=== Work request ===
Read through the data and report every line in which the word "asphalt" occurs.

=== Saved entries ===
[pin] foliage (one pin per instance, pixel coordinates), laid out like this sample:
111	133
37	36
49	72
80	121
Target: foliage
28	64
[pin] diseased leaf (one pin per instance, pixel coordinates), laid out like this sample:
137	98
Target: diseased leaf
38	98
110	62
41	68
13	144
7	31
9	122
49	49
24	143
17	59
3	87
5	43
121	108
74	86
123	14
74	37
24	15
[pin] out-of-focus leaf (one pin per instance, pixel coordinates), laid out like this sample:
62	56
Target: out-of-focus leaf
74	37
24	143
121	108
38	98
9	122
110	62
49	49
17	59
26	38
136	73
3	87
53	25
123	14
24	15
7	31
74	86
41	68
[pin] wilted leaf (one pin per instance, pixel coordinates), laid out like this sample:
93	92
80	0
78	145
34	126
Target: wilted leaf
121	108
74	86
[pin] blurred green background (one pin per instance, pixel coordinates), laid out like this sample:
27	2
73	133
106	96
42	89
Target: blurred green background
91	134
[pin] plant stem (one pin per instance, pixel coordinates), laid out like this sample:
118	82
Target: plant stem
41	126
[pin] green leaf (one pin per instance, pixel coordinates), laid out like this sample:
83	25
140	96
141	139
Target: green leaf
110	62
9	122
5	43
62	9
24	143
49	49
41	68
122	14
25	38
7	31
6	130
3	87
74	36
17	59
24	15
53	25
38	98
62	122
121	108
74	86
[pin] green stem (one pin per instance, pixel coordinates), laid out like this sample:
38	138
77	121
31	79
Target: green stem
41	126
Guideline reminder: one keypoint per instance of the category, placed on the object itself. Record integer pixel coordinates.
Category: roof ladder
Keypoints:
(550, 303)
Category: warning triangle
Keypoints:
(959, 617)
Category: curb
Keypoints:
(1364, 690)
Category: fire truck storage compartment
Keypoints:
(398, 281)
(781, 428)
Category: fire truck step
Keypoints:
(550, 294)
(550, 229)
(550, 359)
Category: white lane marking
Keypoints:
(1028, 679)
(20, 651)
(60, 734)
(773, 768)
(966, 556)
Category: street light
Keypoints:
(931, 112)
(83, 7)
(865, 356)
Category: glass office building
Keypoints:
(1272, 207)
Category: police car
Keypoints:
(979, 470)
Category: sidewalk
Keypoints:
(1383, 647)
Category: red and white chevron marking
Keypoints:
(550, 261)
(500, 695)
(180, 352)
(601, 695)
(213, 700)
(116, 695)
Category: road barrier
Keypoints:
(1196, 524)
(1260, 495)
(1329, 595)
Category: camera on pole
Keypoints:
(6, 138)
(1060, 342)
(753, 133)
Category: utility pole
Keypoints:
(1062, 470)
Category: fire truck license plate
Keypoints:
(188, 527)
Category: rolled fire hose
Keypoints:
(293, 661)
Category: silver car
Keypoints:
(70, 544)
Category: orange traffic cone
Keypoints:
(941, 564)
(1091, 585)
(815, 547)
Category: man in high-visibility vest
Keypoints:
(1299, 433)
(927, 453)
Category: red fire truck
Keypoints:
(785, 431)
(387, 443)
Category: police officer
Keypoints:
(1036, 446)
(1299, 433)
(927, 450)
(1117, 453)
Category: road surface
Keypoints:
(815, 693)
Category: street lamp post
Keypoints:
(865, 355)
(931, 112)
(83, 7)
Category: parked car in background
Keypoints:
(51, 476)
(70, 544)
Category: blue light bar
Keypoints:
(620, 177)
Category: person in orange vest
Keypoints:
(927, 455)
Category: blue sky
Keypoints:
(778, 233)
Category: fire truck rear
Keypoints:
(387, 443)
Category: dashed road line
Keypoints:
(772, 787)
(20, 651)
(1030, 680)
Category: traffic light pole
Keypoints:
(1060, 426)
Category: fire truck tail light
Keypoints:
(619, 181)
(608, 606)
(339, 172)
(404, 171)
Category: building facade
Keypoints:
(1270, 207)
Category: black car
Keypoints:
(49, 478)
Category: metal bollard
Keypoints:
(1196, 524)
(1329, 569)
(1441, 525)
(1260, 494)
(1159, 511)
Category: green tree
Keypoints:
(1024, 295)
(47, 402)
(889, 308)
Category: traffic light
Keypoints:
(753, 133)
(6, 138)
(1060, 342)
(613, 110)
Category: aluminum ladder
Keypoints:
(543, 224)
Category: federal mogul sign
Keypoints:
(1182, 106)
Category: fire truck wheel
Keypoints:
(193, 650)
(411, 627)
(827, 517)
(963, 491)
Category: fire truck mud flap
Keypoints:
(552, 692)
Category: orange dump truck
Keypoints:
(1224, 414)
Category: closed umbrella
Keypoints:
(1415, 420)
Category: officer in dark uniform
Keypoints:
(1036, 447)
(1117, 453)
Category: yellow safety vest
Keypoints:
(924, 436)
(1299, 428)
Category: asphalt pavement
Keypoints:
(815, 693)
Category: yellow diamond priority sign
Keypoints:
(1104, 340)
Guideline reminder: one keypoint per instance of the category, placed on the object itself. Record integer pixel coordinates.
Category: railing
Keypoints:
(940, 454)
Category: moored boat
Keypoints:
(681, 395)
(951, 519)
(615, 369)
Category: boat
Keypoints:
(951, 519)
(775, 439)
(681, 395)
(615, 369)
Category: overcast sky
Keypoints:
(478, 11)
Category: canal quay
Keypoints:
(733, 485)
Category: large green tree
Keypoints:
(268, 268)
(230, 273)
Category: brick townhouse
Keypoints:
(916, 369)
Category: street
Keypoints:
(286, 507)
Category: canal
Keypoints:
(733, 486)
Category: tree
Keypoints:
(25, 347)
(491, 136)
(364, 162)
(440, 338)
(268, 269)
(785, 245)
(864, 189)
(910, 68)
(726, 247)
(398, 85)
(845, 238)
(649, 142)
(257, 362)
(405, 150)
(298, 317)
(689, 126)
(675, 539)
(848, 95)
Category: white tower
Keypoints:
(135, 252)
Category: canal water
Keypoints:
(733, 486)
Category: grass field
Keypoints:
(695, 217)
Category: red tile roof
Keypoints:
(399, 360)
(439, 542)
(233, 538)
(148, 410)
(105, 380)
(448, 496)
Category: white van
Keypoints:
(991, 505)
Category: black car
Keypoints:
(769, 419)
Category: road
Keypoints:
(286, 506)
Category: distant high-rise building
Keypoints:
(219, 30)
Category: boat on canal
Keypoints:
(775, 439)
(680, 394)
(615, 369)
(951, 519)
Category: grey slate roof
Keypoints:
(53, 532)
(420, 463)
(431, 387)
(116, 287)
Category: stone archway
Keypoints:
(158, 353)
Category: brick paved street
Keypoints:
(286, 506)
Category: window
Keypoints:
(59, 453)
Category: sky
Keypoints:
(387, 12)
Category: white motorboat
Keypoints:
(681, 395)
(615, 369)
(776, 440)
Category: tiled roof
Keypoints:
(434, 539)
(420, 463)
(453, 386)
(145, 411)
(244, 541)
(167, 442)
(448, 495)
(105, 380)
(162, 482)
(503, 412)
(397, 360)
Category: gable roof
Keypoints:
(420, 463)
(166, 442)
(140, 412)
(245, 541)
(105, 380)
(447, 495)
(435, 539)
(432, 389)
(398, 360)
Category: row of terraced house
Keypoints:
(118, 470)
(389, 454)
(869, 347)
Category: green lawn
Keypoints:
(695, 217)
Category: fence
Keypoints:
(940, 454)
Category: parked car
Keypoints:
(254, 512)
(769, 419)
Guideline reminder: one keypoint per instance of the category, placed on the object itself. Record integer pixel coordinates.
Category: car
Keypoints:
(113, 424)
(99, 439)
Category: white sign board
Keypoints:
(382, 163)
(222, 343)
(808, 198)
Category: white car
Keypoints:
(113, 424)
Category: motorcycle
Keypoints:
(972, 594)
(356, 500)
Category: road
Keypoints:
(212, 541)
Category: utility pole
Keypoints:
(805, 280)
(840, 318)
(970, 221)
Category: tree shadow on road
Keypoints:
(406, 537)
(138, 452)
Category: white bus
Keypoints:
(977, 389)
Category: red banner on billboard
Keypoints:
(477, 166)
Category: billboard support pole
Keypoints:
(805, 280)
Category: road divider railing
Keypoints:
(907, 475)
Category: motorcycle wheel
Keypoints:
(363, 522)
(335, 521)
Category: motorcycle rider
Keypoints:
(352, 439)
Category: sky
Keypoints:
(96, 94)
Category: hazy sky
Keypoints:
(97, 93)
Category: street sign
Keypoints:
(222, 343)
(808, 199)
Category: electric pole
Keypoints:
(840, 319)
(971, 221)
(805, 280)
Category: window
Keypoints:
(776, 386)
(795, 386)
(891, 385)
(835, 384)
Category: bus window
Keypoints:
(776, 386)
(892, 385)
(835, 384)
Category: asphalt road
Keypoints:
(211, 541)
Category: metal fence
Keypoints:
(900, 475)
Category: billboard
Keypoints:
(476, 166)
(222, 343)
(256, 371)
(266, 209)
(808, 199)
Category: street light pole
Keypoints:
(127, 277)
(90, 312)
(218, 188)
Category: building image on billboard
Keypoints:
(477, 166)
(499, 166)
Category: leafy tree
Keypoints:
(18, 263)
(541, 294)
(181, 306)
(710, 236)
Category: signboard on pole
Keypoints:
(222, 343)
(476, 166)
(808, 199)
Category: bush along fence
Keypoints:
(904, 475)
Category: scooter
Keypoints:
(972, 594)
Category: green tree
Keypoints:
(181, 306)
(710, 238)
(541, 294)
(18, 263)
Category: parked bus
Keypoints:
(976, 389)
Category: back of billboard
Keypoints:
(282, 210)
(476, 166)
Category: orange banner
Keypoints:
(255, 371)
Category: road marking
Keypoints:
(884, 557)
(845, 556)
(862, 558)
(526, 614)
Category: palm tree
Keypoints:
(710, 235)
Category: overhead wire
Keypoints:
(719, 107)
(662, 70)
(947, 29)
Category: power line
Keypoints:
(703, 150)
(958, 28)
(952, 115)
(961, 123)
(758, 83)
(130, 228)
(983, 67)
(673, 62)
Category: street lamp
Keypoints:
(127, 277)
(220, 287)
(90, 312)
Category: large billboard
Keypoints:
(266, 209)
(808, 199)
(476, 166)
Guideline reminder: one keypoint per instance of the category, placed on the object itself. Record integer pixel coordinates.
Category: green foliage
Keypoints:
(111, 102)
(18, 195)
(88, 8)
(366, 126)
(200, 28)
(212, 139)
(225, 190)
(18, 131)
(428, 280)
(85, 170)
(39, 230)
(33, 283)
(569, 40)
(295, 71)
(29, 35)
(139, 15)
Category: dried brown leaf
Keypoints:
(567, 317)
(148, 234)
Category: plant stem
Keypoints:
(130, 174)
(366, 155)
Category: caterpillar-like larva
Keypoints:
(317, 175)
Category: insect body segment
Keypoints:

=== Task result ===
Category: asphalt pavement
Category: asphalt road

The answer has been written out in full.